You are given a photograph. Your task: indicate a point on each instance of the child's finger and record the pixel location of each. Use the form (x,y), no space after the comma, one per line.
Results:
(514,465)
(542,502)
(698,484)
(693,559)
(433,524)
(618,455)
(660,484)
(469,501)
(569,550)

TASK TO CARRY OUT: Copy the listing above word for word, every line included.

FINAL ANSWER:
You are given a photograph. Your task: indicate a point on each instance of the child's finger and record the pixel location of each. Use the form (x,y), no space after the comma, one per line.
Results:
(514,465)
(542,502)
(698,484)
(693,559)
(433,524)
(618,455)
(660,484)
(469,501)
(569,550)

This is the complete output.